━━━ Material for this task

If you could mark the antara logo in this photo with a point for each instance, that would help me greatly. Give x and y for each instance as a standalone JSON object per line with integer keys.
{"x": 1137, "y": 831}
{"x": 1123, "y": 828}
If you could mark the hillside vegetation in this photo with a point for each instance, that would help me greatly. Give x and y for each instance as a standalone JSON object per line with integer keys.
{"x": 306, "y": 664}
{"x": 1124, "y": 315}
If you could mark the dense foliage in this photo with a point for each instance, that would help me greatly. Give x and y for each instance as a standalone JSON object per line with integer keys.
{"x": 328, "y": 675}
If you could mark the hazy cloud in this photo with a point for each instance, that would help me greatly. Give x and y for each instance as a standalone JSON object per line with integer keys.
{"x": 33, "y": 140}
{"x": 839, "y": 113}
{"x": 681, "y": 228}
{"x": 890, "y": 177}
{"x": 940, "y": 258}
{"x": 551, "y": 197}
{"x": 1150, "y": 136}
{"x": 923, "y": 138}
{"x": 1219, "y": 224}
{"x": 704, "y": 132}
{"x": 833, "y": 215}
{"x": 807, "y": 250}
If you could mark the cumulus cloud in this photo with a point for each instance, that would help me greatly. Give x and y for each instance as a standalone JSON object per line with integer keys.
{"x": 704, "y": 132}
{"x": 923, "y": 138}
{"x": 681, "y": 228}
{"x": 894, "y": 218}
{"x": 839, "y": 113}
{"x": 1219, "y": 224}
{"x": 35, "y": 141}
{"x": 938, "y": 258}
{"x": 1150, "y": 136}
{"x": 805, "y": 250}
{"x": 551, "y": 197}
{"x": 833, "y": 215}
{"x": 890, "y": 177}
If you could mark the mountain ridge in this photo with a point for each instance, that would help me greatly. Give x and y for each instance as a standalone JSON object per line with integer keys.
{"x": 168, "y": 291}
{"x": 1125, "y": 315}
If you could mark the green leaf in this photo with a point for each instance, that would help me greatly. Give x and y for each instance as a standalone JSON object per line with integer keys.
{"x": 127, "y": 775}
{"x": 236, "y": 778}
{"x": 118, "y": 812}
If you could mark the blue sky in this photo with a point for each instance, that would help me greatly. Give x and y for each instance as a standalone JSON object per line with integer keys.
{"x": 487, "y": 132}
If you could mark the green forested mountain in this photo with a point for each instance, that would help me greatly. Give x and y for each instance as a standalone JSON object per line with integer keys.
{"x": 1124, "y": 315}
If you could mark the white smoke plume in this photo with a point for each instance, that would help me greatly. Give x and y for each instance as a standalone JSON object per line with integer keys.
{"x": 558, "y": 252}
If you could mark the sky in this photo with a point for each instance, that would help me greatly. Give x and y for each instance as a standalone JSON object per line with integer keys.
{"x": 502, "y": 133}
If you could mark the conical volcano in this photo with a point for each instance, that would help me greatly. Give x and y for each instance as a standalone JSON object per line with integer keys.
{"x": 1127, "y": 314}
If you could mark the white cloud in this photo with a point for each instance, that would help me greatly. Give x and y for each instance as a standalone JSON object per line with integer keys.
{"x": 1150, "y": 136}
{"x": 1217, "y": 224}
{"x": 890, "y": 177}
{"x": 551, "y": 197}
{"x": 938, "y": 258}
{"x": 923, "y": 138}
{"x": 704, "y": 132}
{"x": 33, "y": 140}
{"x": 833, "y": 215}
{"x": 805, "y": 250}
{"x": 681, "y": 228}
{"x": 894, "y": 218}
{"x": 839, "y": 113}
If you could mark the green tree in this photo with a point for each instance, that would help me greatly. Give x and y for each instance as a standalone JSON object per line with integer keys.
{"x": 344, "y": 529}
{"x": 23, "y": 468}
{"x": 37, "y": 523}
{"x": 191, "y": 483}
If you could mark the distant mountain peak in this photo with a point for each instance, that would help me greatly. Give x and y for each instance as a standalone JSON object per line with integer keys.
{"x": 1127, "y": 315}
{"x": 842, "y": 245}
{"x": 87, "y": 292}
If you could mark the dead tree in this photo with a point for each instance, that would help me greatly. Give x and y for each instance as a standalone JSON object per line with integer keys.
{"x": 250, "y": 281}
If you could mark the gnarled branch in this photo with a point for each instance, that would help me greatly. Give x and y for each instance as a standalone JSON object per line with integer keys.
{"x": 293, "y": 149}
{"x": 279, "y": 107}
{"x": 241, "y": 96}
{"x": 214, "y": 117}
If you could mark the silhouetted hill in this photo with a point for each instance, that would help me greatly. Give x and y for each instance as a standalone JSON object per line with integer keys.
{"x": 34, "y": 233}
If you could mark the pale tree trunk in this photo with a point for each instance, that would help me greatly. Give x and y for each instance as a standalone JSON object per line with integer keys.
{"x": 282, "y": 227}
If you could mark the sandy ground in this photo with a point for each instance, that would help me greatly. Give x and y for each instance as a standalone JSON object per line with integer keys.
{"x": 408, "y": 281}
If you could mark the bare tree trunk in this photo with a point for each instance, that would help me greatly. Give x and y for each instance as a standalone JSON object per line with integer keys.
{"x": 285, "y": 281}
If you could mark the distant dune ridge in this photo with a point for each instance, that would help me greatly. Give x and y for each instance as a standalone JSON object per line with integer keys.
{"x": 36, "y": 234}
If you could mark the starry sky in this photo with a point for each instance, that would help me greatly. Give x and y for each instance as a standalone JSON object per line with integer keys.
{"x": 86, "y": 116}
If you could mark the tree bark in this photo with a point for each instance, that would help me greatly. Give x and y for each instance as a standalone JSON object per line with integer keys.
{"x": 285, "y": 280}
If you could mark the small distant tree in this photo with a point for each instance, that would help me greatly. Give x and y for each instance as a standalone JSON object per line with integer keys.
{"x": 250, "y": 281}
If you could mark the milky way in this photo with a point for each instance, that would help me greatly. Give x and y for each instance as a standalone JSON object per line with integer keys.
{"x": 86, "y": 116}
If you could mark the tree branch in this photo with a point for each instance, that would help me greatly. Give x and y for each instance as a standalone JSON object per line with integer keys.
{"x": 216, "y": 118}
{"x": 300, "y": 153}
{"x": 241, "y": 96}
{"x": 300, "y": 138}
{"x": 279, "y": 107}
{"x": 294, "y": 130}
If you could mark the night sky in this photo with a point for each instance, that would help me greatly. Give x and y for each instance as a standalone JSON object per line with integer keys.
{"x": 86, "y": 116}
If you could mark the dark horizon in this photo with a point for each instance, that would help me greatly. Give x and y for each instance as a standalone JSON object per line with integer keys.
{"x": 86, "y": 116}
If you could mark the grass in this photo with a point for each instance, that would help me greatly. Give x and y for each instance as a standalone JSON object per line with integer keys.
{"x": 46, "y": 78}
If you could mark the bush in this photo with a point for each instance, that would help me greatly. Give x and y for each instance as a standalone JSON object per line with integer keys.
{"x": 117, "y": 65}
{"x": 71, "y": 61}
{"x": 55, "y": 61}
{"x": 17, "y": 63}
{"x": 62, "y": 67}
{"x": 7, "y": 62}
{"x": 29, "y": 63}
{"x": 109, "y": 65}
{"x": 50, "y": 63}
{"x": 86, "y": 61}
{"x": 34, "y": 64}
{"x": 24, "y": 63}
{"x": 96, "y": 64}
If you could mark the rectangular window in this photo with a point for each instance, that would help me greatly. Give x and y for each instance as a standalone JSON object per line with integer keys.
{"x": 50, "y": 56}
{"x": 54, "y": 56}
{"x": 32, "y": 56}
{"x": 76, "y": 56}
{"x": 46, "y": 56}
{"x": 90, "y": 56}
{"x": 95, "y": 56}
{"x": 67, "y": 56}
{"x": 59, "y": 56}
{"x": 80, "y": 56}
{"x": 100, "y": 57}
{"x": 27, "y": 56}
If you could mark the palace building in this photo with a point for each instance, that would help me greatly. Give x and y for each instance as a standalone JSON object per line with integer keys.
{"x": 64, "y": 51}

━━━━━━

**Your instructions**
Set down nothing but the lines from the one with "If you could mark the palace" through the end of the records, keeping each line exactly as written and including both ends.

**Response below**
If you could mark the palace building in this photo with a point for each instance, that would help me greatly. Give x and y for each instance as a standalone JSON object per line with integer keys.
{"x": 64, "y": 51}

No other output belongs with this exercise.